→ **Data records**:

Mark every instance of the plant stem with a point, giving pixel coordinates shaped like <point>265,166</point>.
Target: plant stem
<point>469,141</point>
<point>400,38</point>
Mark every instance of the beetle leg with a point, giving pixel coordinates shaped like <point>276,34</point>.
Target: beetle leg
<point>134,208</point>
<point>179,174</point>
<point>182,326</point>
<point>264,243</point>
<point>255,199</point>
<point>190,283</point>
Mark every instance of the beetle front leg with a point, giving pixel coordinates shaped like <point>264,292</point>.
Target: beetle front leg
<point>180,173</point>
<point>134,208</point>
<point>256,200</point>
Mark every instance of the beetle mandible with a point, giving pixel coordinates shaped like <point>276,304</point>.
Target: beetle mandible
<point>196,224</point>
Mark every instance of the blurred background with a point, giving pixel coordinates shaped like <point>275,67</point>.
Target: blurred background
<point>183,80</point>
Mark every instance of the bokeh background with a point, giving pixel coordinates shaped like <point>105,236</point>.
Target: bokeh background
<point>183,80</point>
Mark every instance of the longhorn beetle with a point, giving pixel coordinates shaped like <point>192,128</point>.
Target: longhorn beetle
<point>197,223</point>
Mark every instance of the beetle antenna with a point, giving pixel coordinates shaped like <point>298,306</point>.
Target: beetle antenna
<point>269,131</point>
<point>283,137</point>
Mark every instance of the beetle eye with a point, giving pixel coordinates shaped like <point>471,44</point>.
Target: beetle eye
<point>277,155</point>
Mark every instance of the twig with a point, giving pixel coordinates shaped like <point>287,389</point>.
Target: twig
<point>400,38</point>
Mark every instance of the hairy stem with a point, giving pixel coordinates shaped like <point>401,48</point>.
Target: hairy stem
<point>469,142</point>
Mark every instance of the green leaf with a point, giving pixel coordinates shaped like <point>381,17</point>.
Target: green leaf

→ **Problem statement**: Each line above that contains "green" must be copied out.

→ **Task answer**:
Mark every instance of the green leaf with a point, giving pixel coordinates shaped like <point>381,17</point>.
Target: green leaf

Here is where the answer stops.